Russia, which in the 1990’s was floundering to rebuild its identity on the vestiges of socialism made a ‘great leap’ to be the 11th largest economy in the world. With high growth rates and satisfactory public exchequer, the political elites were now able to direct their energy towards effectuating their global hegemonic aspirations. With politically deft leaders, Russia turned towards regional organizations to exert their influence. Right after his ascendance as the President of Russia, Putin pledged to improve Moscow’s relations with the CIS states. Russia’s foreign policy document of 2008 reaffirmed the fundamental importance of the CIS and identified the development of bilateral and multilateral cooperation with CIS member-states as the major thrust of Russia’s foreign policy. Nonetheless, it is not to suggest that Moscow’s political elites in the last years of the previous century turned a blind eye to regional cooperation mechanisms. Under Primakov, attempts were made to reform CIS in 1998. He also pronounced his plans of creating several CIS free-trade zones. Russia has invariably viewed CIS, in the words of Medvedev as a ‘sphere of privileged interest’.

EXCERPTED DATA:
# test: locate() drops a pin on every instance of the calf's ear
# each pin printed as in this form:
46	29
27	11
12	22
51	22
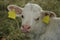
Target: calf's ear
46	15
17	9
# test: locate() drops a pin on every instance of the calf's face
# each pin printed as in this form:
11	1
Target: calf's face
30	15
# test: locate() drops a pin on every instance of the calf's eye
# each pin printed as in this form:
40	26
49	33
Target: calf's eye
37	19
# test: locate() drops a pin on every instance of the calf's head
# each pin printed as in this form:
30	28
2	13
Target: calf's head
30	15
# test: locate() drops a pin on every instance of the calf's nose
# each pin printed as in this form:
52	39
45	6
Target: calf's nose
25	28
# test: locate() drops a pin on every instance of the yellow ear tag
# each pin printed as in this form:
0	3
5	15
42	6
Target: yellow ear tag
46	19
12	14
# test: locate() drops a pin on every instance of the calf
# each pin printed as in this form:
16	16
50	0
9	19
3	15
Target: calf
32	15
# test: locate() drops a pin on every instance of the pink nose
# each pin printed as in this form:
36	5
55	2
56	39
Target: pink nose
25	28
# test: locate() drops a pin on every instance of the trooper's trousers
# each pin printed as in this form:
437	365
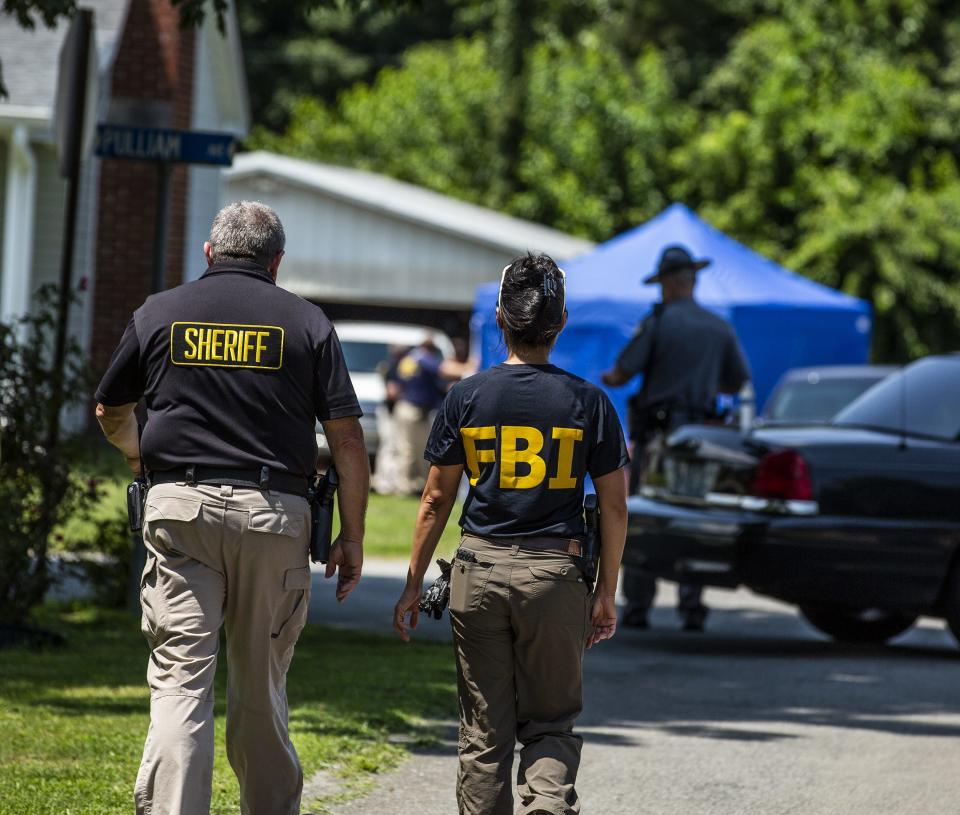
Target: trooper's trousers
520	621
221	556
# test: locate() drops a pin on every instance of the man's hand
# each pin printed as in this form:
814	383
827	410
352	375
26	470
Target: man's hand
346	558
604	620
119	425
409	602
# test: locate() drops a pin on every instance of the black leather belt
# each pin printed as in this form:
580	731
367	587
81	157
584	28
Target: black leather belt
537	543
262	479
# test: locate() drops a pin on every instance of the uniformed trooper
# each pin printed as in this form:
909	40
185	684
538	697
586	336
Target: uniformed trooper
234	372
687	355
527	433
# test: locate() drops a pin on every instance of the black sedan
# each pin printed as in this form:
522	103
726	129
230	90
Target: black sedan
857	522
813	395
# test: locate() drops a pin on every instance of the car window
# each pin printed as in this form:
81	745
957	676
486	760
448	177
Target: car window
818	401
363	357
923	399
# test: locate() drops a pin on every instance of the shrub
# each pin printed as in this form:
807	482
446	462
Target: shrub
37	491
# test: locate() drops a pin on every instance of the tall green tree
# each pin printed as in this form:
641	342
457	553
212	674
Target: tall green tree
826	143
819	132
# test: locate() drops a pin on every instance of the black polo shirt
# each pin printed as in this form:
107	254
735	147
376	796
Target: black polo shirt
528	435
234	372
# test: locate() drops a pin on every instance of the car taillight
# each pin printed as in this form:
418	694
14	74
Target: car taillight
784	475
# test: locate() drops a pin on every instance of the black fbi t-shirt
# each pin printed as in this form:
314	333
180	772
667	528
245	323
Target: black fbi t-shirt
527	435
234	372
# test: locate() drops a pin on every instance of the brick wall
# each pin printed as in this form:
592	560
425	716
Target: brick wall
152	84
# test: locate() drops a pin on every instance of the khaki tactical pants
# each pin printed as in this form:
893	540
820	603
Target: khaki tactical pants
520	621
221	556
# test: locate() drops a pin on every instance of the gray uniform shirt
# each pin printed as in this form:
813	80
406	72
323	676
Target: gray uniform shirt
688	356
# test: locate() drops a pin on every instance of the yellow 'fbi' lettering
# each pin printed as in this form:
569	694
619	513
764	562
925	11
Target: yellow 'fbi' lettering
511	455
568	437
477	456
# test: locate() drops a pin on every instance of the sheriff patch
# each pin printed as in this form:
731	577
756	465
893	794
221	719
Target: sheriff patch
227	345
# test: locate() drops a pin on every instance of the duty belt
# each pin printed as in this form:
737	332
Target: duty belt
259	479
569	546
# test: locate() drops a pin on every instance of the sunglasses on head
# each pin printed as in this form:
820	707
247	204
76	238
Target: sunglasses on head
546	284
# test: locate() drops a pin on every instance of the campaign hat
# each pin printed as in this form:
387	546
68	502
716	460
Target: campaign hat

REQUIRED TASK A: Summarize the passage on Russia and the CIS in two sentences.
REQUIRED TASK B: Write the next few sentences of the passage on Russia and the CIS, picking up right after its last sentence.

EXERCISE RESULT A: After floundering in the 1990s, Russia made a great leap to become the world's 11th largest economy, and with high growth rates and a satisfactory exchequer its political elites turned to regional organizations to pursue global hegemonic aspirations. Putin pledged to improve relations with the CIS states, the 2008 foreign policy document made cooperation with CIS members the major thrust of Russia's foreign policy, and earlier, under Primakov, attempts had been made to reform the CIS in 1998.

EXERCISE RESULT B:
The delightful memoirs of the soviet consolidation are very much alive in the hearts of the Russians. A desire to re-forge spiritual unity of the Soviet era with the CIS states is profound. However, the real impulse is to obtain unquestionable loyalty which is feigned under the label of ‘spiritual unity’. Russia’s mention of ‘near-abroad’ (Blizhnee-Zarubezhe) in political speeches is seen in a pejorative sense outside Russia, especially by the CIS states. Russia’s cold war mentality demands ultimate obedience whereas the CIS states have grown sterner when it comes to securing their national sovereignty and territorial integrity. Moscow’s rigidity, its preference to bilateralism over multilateralism and its threat to other CIS states have compelled states to branch out in terms of their international involvement.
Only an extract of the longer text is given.